Requirement:
Set down a faithful copy of every record below, with no images.

** Opening Given records block **

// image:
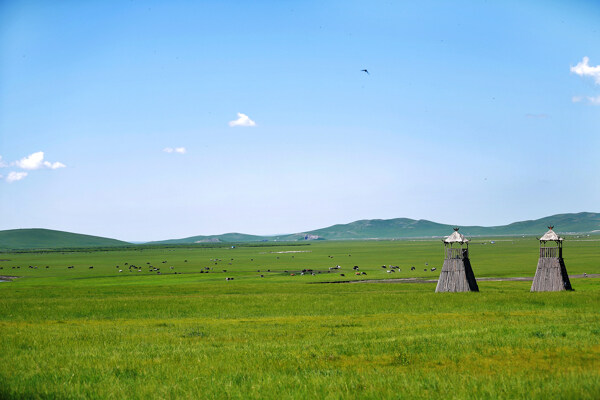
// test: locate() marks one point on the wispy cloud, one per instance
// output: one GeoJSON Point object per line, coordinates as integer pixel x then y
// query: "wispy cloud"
{"type": "Point", "coordinates": [584, 69]}
{"type": "Point", "coordinates": [179, 150]}
{"type": "Point", "coordinates": [15, 176]}
{"type": "Point", "coordinates": [595, 101]}
{"type": "Point", "coordinates": [36, 161]}
{"type": "Point", "coordinates": [243, 120]}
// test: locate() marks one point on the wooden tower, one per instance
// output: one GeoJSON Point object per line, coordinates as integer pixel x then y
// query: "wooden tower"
{"type": "Point", "coordinates": [551, 273]}
{"type": "Point", "coordinates": [457, 274]}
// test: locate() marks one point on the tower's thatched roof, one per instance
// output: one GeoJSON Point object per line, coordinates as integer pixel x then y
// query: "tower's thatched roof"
{"type": "Point", "coordinates": [551, 236]}
{"type": "Point", "coordinates": [456, 238]}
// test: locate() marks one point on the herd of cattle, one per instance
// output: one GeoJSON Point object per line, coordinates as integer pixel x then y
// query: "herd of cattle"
{"type": "Point", "coordinates": [205, 270]}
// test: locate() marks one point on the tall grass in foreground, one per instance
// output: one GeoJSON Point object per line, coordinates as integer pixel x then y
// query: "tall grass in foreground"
{"type": "Point", "coordinates": [98, 334]}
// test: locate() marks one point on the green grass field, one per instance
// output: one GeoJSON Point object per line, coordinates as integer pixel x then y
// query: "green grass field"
{"type": "Point", "coordinates": [100, 333]}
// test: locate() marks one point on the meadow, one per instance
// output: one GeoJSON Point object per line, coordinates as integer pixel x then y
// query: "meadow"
{"type": "Point", "coordinates": [96, 332]}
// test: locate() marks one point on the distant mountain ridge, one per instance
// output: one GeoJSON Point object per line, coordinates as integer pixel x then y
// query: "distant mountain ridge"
{"type": "Point", "coordinates": [402, 228]}
{"type": "Point", "coordinates": [397, 228]}
{"type": "Point", "coordinates": [51, 239]}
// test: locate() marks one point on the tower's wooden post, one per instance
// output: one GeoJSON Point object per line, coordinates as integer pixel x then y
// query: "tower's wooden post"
{"type": "Point", "coordinates": [457, 274]}
{"type": "Point", "coordinates": [551, 273]}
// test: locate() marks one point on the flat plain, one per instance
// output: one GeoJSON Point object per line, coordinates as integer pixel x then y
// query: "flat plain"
{"type": "Point", "coordinates": [97, 332]}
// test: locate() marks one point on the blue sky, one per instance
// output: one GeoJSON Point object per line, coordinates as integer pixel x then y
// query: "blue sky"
{"type": "Point", "coordinates": [474, 112]}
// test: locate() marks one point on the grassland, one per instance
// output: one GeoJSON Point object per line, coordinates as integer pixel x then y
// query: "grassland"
{"type": "Point", "coordinates": [100, 333]}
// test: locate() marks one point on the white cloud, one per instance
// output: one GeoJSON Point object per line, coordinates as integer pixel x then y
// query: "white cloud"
{"type": "Point", "coordinates": [180, 150]}
{"type": "Point", "coordinates": [54, 165]}
{"type": "Point", "coordinates": [33, 161]}
{"type": "Point", "coordinates": [243, 120]}
{"type": "Point", "coordinates": [15, 176]}
{"type": "Point", "coordinates": [594, 100]}
{"type": "Point", "coordinates": [584, 69]}
{"type": "Point", "coordinates": [36, 161]}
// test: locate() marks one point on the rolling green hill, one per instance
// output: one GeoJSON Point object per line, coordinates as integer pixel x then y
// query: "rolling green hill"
{"type": "Point", "coordinates": [397, 228]}
{"type": "Point", "coordinates": [50, 239]}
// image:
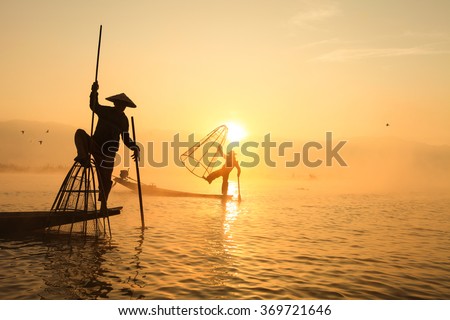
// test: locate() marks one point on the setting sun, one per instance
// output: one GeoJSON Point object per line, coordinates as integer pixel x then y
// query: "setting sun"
{"type": "Point", "coordinates": [235, 132]}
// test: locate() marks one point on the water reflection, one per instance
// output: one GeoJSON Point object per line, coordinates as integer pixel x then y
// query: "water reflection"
{"type": "Point", "coordinates": [75, 270]}
{"type": "Point", "coordinates": [137, 279]}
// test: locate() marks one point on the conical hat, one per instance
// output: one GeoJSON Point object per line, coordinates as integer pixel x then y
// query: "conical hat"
{"type": "Point", "coordinates": [122, 97]}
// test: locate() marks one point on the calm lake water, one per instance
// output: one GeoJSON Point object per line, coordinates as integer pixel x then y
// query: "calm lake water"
{"type": "Point", "coordinates": [278, 243]}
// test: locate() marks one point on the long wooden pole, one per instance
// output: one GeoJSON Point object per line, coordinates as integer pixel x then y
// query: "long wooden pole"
{"type": "Point", "coordinates": [239, 189]}
{"type": "Point", "coordinates": [138, 177]}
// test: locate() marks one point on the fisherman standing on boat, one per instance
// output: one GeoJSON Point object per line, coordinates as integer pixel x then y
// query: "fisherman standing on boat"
{"type": "Point", "coordinates": [224, 172]}
{"type": "Point", "coordinates": [104, 144]}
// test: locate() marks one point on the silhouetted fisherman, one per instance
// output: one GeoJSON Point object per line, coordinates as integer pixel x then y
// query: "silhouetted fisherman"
{"type": "Point", "coordinates": [224, 172]}
{"type": "Point", "coordinates": [112, 123]}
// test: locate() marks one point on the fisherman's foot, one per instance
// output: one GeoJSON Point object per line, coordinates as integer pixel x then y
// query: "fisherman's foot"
{"type": "Point", "coordinates": [84, 161]}
{"type": "Point", "coordinates": [208, 179]}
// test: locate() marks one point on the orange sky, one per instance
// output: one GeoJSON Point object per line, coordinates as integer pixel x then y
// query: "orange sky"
{"type": "Point", "coordinates": [293, 68]}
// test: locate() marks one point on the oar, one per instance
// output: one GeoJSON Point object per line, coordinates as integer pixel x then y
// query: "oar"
{"type": "Point", "coordinates": [239, 190]}
{"type": "Point", "coordinates": [96, 73]}
{"type": "Point", "coordinates": [138, 178]}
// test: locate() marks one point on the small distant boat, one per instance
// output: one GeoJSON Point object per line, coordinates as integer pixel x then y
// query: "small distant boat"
{"type": "Point", "coordinates": [20, 222]}
{"type": "Point", "coordinates": [152, 190]}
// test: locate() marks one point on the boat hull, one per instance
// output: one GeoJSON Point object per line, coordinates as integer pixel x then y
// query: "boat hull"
{"type": "Point", "coordinates": [151, 190]}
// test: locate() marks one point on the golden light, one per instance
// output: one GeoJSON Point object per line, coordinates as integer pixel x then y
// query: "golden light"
{"type": "Point", "coordinates": [235, 132]}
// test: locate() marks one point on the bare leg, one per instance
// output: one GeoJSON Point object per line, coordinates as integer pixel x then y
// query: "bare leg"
{"type": "Point", "coordinates": [214, 175]}
{"type": "Point", "coordinates": [225, 184]}
{"type": "Point", "coordinates": [82, 143]}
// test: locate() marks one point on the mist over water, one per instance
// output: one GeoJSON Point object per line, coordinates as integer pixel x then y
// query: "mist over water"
{"type": "Point", "coordinates": [285, 240]}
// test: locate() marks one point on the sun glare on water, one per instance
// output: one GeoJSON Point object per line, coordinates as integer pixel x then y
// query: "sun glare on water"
{"type": "Point", "coordinates": [235, 132]}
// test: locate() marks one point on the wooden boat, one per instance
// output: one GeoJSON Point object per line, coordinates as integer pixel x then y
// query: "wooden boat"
{"type": "Point", "coordinates": [152, 190]}
{"type": "Point", "coordinates": [20, 222]}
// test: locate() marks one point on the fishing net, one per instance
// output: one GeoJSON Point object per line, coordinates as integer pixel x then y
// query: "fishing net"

** Closing Given records block **

Answer space:
// image:
// test: locate() marks one point on the wispy cloud, one per instance
// output: one GeoJSON Point object per line, coordinates as integer pixel x then y
// query: "wispy cloud"
{"type": "Point", "coordinates": [584, 69]}
{"type": "Point", "coordinates": [179, 150]}
{"type": "Point", "coordinates": [15, 176]}
{"type": "Point", "coordinates": [595, 101]}
{"type": "Point", "coordinates": [36, 161]}
{"type": "Point", "coordinates": [243, 120]}
// test: locate() marks one point on the wooden tower, one per instance
// output: one GeoJSON Point object per line, coordinates as integer pixel x then y
// query: "wooden tower"
{"type": "Point", "coordinates": [551, 273]}
{"type": "Point", "coordinates": [457, 274]}
// test: locate() marks one point on the tower's thatched roof, one per instance
// output: one GeoJSON Point object per line, coordinates as integer pixel x then y
// query: "tower's thatched roof"
{"type": "Point", "coordinates": [551, 236]}
{"type": "Point", "coordinates": [456, 238]}
// test: locate() marks one point on the herd of cattle, one per instance
// output: one GeoJSON Point object per line, coordinates as integer pixel x then y
// query: "herd of cattle"
{"type": "Point", "coordinates": [205, 270]}
// test: locate() marks one point on the tall grass in foreground, one per instance
// output: one GeoJSON Point object per line, coordinates as integer pixel x then y
// query: "tall grass in foreground"
{"type": "Point", "coordinates": [98, 334]}
// test: locate() marks one point on the green grass field, one per instance
// output: one GeoJSON Point object per line, coordinates as integer pixel x then y
// query: "green grass field"
{"type": "Point", "coordinates": [100, 333]}
// test: locate() marks one point on the meadow, one per instance
// output: one GeoJSON Point object per line, coordinates as integer pixel x then y
// query: "meadow"
{"type": "Point", "coordinates": [96, 332]}
// test: locate() marks one point on the distant mountain ridge, one per instance
// output: one GeoJSON Point object per line, coordinates as integer pixel x then y
// query: "distant mountain ridge"
{"type": "Point", "coordinates": [402, 228]}
{"type": "Point", "coordinates": [397, 228]}
{"type": "Point", "coordinates": [51, 239]}
// test: locate() marks one point on the tower's wooden post, one per instance
// output: one GeoJSON Point object per line, coordinates as integer pixel x then y
// query: "tower's wooden post"
{"type": "Point", "coordinates": [457, 274]}
{"type": "Point", "coordinates": [551, 273]}
// test: locate() marks one point on the flat plain, one per instance
// output: one GeoJSON Point object per line, coordinates as integer pixel x then y
// query: "flat plain"
{"type": "Point", "coordinates": [97, 332]}
// test: locate() marks one point on the blue sky, one per instance
// output: one GeoJSON Point object per line, coordinates as integer pixel x then y
// query: "blue sky"
{"type": "Point", "coordinates": [474, 112]}
// test: locate() marks one point on the grassland, one per instance
// output: one GeoJSON Point object per line, coordinates as integer pixel x then y
// query: "grassland"
{"type": "Point", "coordinates": [100, 333]}
// test: locate() marks one point on the white cloud, one per instance
// output: one GeoJSON Point object per line, coordinates as integer pixel x then y
// query: "white cloud"
{"type": "Point", "coordinates": [180, 150]}
{"type": "Point", "coordinates": [54, 165]}
{"type": "Point", "coordinates": [33, 161]}
{"type": "Point", "coordinates": [243, 120]}
{"type": "Point", "coordinates": [15, 176]}
{"type": "Point", "coordinates": [594, 100]}
{"type": "Point", "coordinates": [584, 69]}
{"type": "Point", "coordinates": [36, 161]}
// test: locate() marks one point on the rolling green hill, one per instance
// output: one GeoJSON Point object per line, coordinates as integer pixel x then y
// query: "rolling green hill"
{"type": "Point", "coordinates": [397, 228]}
{"type": "Point", "coordinates": [50, 239]}
// image:
// test: locate() marks one point on the setting sun, one per instance
// output: one GeoJSON Point object per line, coordinates as integer pixel x then y
// query: "setting sun"
{"type": "Point", "coordinates": [235, 132]}
// test: locate() marks one point on the water reflection, one per instance
// output: one GeoJSON Point object per line, coordinates as integer pixel x then y
// query: "water reflection"
{"type": "Point", "coordinates": [75, 270]}
{"type": "Point", "coordinates": [137, 279]}
// test: locate() marks one point on the conical hat, one per instance
// output: one GeoJSON Point object per line, coordinates as integer pixel x then y
// query: "conical hat"
{"type": "Point", "coordinates": [122, 97]}
// test: locate() marks one point on the calm lake water, one per instance
// output: one GeoJSON Point object per line, coordinates as integer pixel x then y
// query: "calm lake water"
{"type": "Point", "coordinates": [278, 243]}
// test: locate() marks one point on the long wooden pole, one per instance
// output: one GeoJSON Point object per line, coordinates as integer pixel x then y
// query: "long wooden pole"
{"type": "Point", "coordinates": [239, 189]}
{"type": "Point", "coordinates": [138, 177]}
// test: locate() marks one point on the fisherman standing on boat, one per instance
// output: one GeoJSON Point object per line, coordinates as integer pixel x then y
// query: "fisherman standing on boat"
{"type": "Point", "coordinates": [224, 172]}
{"type": "Point", "coordinates": [104, 144]}
// test: locate() marks one point on the silhouetted fisherman, one per instance
// output: one GeoJSON Point object per line, coordinates as integer pixel x then y
// query: "silhouetted fisherman"
{"type": "Point", "coordinates": [224, 172]}
{"type": "Point", "coordinates": [112, 123]}
// test: locate() marks one point on the fisherman's foot, one per instance
// output: one GeoJSON Point object per line, coordinates as integer pixel x then y
// query: "fisherman's foot"
{"type": "Point", "coordinates": [84, 161]}
{"type": "Point", "coordinates": [208, 179]}
// test: locate() marks one point on the orange sky, one per instance
// output: one GeoJSON Point object per line, coordinates as integer pixel x then y
// query: "orange sky"
{"type": "Point", "coordinates": [293, 68]}
// test: locate() marks one point on the oar, one per instance
// output: one GeoJSON Point object per line, coordinates as integer pixel x then y
// query: "oar"
{"type": "Point", "coordinates": [239, 190]}
{"type": "Point", "coordinates": [96, 73]}
{"type": "Point", "coordinates": [138, 178]}
// test: locate() marks one point on the small distant boat, one per instance
// output: one GeoJSON Point object per line, coordinates as integer pixel x then y
// query: "small distant boat"
{"type": "Point", "coordinates": [20, 222]}
{"type": "Point", "coordinates": [152, 190]}
// test: locate() marks one point on the boat hull, one per instance
// output: one GeoJSON Point object per line, coordinates as integer pixel x then y
// query: "boat hull"
{"type": "Point", "coordinates": [151, 190]}
// test: locate() marks one point on the golden light, one per instance
// output: one GeoJSON Point object per line, coordinates as integer pixel x then y
// query: "golden light"
{"type": "Point", "coordinates": [235, 132]}
// test: locate() marks one point on the bare leg, one per instance
// output: one GeoJSON Point object per line, coordinates as integer pixel x then y
// query: "bare leg"
{"type": "Point", "coordinates": [214, 175]}
{"type": "Point", "coordinates": [225, 184]}
{"type": "Point", "coordinates": [82, 143]}
// test: locate() marks one point on the mist over water, one per instance
// output: one GeoJSON Point object per line, coordinates as integer pixel x then y
// query: "mist over water"
{"type": "Point", "coordinates": [285, 240]}
// test: locate() marks one point on the sun glare on water, one per instance
// output: one GeoJSON Point object per line, coordinates as integer pixel x then y
// query: "sun glare on water"
{"type": "Point", "coordinates": [235, 132]}
// test: locate() marks one point on the wooden boat, one per instance
// output: one GeoJSON Point object per line, coordinates as integer pixel x then y
// query: "wooden boat"
{"type": "Point", "coordinates": [152, 190]}
{"type": "Point", "coordinates": [20, 222]}
// test: locate() marks one point on the fishing net, one per instance
// output: one GeoJSON Point object per line, coordinates as integer pixel x then y
// query: "fishing net"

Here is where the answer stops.